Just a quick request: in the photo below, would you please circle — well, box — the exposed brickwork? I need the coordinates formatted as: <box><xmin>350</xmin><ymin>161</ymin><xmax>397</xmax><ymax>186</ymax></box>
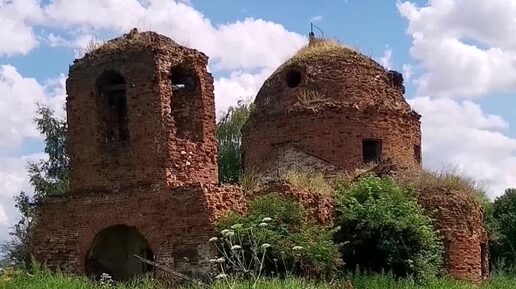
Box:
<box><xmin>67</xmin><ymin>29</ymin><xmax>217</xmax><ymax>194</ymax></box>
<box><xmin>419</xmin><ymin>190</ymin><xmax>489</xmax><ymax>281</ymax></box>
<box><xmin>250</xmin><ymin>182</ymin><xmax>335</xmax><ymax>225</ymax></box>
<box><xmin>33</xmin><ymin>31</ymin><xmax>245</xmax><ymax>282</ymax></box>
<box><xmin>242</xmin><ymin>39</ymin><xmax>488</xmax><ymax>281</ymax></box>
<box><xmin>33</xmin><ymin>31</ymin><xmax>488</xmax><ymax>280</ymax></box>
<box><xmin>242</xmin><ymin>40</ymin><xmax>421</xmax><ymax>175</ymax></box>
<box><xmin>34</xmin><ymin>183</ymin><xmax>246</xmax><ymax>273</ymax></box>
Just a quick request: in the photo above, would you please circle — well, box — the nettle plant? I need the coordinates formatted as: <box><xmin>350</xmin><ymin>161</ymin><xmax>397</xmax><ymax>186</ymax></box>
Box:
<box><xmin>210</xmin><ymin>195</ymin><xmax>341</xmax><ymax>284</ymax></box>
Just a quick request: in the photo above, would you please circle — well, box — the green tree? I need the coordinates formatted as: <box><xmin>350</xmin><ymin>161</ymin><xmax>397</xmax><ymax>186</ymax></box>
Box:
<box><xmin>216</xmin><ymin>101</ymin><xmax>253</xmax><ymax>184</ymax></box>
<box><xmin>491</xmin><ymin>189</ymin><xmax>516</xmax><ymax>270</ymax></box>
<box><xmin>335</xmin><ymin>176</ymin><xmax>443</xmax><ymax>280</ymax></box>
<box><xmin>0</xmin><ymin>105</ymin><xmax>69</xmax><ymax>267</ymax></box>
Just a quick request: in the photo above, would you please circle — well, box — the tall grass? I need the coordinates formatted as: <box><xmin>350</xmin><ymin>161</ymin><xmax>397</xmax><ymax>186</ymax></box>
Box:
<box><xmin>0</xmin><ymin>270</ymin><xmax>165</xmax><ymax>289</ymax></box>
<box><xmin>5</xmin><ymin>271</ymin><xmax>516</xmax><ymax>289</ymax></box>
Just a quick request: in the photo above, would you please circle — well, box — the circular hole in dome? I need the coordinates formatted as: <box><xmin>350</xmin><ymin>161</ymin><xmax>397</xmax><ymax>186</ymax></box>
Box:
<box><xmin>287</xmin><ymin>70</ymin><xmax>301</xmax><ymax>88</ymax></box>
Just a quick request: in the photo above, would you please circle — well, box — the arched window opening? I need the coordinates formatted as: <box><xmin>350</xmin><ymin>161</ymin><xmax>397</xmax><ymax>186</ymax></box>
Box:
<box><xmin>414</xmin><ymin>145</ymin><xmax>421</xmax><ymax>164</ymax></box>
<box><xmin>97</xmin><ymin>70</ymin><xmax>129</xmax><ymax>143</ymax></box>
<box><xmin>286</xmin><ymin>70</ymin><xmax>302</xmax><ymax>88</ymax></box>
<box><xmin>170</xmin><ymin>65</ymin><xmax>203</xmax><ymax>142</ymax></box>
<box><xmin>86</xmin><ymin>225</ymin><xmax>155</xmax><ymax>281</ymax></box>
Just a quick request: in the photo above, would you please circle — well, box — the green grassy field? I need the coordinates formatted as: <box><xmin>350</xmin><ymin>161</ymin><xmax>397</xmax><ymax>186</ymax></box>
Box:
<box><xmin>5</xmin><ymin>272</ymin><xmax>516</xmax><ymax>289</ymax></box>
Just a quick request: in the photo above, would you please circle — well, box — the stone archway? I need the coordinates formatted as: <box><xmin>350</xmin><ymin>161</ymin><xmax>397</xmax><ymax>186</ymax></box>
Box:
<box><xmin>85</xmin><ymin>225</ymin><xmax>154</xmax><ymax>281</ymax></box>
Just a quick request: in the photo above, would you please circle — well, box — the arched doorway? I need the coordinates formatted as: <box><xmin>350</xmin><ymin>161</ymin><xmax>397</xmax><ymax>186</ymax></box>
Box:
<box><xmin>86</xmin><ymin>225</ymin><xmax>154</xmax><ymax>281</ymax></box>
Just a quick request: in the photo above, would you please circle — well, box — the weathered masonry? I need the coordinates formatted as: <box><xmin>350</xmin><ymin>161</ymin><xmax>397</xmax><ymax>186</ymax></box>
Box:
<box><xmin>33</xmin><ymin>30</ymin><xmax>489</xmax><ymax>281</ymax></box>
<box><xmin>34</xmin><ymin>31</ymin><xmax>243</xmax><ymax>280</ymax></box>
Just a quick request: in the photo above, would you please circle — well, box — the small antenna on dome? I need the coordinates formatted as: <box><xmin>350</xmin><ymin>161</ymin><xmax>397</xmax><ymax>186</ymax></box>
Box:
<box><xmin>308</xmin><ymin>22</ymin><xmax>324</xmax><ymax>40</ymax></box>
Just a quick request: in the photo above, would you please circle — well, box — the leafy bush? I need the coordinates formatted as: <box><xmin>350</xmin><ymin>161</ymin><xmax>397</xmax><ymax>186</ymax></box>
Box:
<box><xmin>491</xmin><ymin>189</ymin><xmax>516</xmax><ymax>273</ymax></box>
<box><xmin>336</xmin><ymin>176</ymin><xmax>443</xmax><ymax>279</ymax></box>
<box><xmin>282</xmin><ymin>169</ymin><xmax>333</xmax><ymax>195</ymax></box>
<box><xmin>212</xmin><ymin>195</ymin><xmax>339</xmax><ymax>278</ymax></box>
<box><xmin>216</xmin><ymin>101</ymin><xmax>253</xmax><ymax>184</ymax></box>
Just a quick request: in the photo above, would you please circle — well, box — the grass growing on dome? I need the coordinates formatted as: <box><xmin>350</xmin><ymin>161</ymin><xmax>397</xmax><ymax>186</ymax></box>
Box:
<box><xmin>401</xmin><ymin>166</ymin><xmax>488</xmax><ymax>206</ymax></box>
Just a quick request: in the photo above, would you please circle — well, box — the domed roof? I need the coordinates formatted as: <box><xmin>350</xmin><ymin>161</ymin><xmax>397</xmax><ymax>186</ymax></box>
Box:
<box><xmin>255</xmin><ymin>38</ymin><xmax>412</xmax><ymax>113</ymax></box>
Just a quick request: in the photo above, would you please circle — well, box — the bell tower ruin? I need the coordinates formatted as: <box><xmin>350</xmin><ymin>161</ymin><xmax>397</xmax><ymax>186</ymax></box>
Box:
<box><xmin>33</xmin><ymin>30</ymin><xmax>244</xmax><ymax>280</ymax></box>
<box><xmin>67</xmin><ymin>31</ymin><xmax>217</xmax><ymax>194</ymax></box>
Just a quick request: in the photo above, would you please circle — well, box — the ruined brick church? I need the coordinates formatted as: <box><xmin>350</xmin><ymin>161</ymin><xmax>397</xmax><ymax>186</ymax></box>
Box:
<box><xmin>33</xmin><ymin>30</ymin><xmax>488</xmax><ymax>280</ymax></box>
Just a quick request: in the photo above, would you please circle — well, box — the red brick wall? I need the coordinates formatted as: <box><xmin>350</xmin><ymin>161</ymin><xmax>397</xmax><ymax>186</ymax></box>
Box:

____________________

> _CONSEGNA_
Ricopia tali e quali tutti i record riportati sopra, lasciando fuori le immagini.

> _RISULTATO_
Just a quick request: in the photo below, would you please circle — well, box — the exposed brickwork? I need the coordinates formatted as: <box><xmin>350</xmin><ymin>161</ymin><xmax>397</xmax><ymax>186</ymax></box>
Box:
<box><xmin>67</xmin><ymin>29</ymin><xmax>217</xmax><ymax>194</ymax></box>
<box><xmin>419</xmin><ymin>190</ymin><xmax>489</xmax><ymax>281</ymax></box>
<box><xmin>250</xmin><ymin>182</ymin><xmax>335</xmax><ymax>225</ymax></box>
<box><xmin>33</xmin><ymin>31</ymin><xmax>245</xmax><ymax>282</ymax></box>
<box><xmin>242</xmin><ymin>39</ymin><xmax>488</xmax><ymax>281</ymax></box>
<box><xmin>33</xmin><ymin>31</ymin><xmax>488</xmax><ymax>280</ymax></box>
<box><xmin>242</xmin><ymin>40</ymin><xmax>421</xmax><ymax>175</ymax></box>
<box><xmin>34</xmin><ymin>183</ymin><xmax>246</xmax><ymax>273</ymax></box>
Just a quick request: in the photo above, would you please circle — well, box — the nettle plant? I need the coordinates formatted as: <box><xmin>350</xmin><ymin>161</ymin><xmax>397</xmax><ymax>186</ymax></box>
Box:
<box><xmin>210</xmin><ymin>195</ymin><xmax>341</xmax><ymax>284</ymax></box>
Just a quick request: in the photo above, would you please circle — well, box — the green tree? I need the coordinates formatted as: <box><xmin>350</xmin><ymin>161</ymin><xmax>397</xmax><ymax>186</ymax></box>
Box:
<box><xmin>216</xmin><ymin>101</ymin><xmax>253</xmax><ymax>184</ymax></box>
<box><xmin>491</xmin><ymin>189</ymin><xmax>516</xmax><ymax>270</ymax></box>
<box><xmin>335</xmin><ymin>176</ymin><xmax>443</xmax><ymax>280</ymax></box>
<box><xmin>0</xmin><ymin>105</ymin><xmax>69</xmax><ymax>267</ymax></box>
Just a quick request: in the photo above, would you please circle — well, box — the tall grass? I need the coordinates formatted as: <box><xmin>350</xmin><ymin>161</ymin><xmax>397</xmax><ymax>186</ymax></box>
Box:
<box><xmin>0</xmin><ymin>270</ymin><xmax>165</xmax><ymax>289</ymax></box>
<box><xmin>5</xmin><ymin>271</ymin><xmax>516</xmax><ymax>289</ymax></box>
Just a quick request: in the photo above, would you please circle — well, box — the circular hole in dome? I need the coordinates formatted as: <box><xmin>350</xmin><ymin>161</ymin><xmax>397</xmax><ymax>186</ymax></box>
Box:
<box><xmin>287</xmin><ymin>70</ymin><xmax>301</xmax><ymax>88</ymax></box>
Just a quick request: in the photo above, would you please circle — well, box — the arched window opening? I need the coordinates formatted as: <box><xmin>350</xmin><ymin>161</ymin><xmax>397</xmax><ymax>186</ymax></box>
Box:
<box><xmin>414</xmin><ymin>145</ymin><xmax>421</xmax><ymax>164</ymax></box>
<box><xmin>97</xmin><ymin>70</ymin><xmax>129</xmax><ymax>143</ymax></box>
<box><xmin>286</xmin><ymin>70</ymin><xmax>302</xmax><ymax>88</ymax></box>
<box><xmin>170</xmin><ymin>65</ymin><xmax>203</xmax><ymax>142</ymax></box>
<box><xmin>86</xmin><ymin>225</ymin><xmax>155</xmax><ymax>281</ymax></box>
Just a quick request: in the photo above, would you please circle — well, box — the green grassy field? I need the coordinates formatted as: <box><xmin>350</xmin><ymin>161</ymin><xmax>397</xmax><ymax>186</ymax></box>
Box:
<box><xmin>5</xmin><ymin>272</ymin><xmax>516</xmax><ymax>289</ymax></box>
Just a quick request: in the photo above, would you please circle — well, box — the stone archway? I need the coordinates formatted as: <box><xmin>350</xmin><ymin>161</ymin><xmax>397</xmax><ymax>186</ymax></box>
Box:
<box><xmin>85</xmin><ymin>225</ymin><xmax>154</xmax><ymax>281</ymax></box>
Just a quick request: in the photo above, would you please circle — well, box — the arched doorway? I need the coordinates formatted as: <box><xmin>350</xmin><ymin>161</ymin><xmax>397</xmax><ymax>186</ymax></box>
Box:
<box><xmin>86</xmin><ymin>225</ymin><xmax>154</xmax><ymax>281</ymax></box>
Just a quick request: in the photo above, would you please circle — well, box — the weathered masonry? I need the coordinates formatted as: <box><xmin>350</xmin><ymin>161</ymin><xmax>397</xmax><ymax>186</ymax></box>
Box:
<box><xmin>33</xmin><ymin>30</ymin><xmax>489</xmax><ymax>281</ymax></box>
<box><xmin>34</xmin><ymin>31</ymin><xmax>243</xmax><ymax>280</ymax></box>
Just a quick request: in the photo above, would you please circle — well, box — the small antenna on dome? I need the coordinates formatted as: <box><xmin>350</xmin><ymin>161</ymin><xmax>397</xmax><ymax>186</ymax></box>
Box:
<box><xmin>308</xmin><ymin>22</ymin><xmax>324</xmax><ymax>40</ymax></box>
Just a quick request: in the photo above, would you please circle — well, box — the leafy bush? I need the coordinates formatted as: <box><xmin>350</xmin><ymin>161</ymin><xmax>397</xmax><ymax>186</ymax></box>
Box:
<box><xmin>491</xmin><ymin>189</ymin><xmax>516</xmax><ymax>273</ymax></box>
<box><xmin>336</xmin><ymin>176</ymin><xmax>443</xmax><ymax>279</ymax></box>
<box><xmin>282</xmin><ymin>169</ymin><xmax>333</xmax><ymax>195</ymax></box>
<box><xmin>212</xmin><ymin>195</ymin><xmax>339</xmax><ymax>278</ymax></box>
<box><xmin>216</xmin><ymin>101</ymin><xmax>253</xmax><ymax>184</ymax></box>
Just a quick request: in the photo above, would you please circle — well, box — the grass growing on dome? I need the coordinates formatted as: <box><xmin>350</xmin><ymin>161</ymin><xmax>397</xmax><ymax>186</ymax></box>
Box:
<box><xmin>401</xmin><ymin>166</ymin><xmax>488</xmax><ymax>206</ymax></box>
Just a quick request: in the photo above, would you please circle — well, box — the domed roof? I need the coordinates formatted as: <box><xmin>350</xmin><ymin>161</ymin><xmax>397</xmax><ymax>186</ymax></box>
Box:
<box><xmin>255</xmin><ymin>38</ymin><xmax>412</xmax><ymax>113</ymax></box>
Just a quick request: in the photo above, would you please circle — well, box — the bell tower ruin? I need the coordinates formatted as: <box><xmin>350</xmin><ymin>161</ymin><xmax>397</xmax><ymax>186</ymax></box>
Box:
<box><xmin>33</xmin><ymin>30</ymin><xmax>244</xmax><ymax>280</ymax></box>
<box><xmin>67</xmin><ymin>31</ymin><xmax>217</xmax><ymax>194</ymax></box>
Just a quick request: in the photo above, would you please circle — well, box — the ruined brick church? I need the coordinates formatted as: <box><xmin>350</xmin><ymin>161</ymin><xmax>397</xmax><ymax>186</ymax></box>
Box:
<box><xmin>33</xmin><ymin>30</ymin><xmax>488</xmax><ymax>280</ymax></box>
Just a quick request: in the photo above, would you please circle — well, box — the red brick wall? I need the coordinates formatted as: <box><xmin>350</xmin><ymin>161</ymin><xmax>397</xmax><ymax>186</ymax></box>
Box:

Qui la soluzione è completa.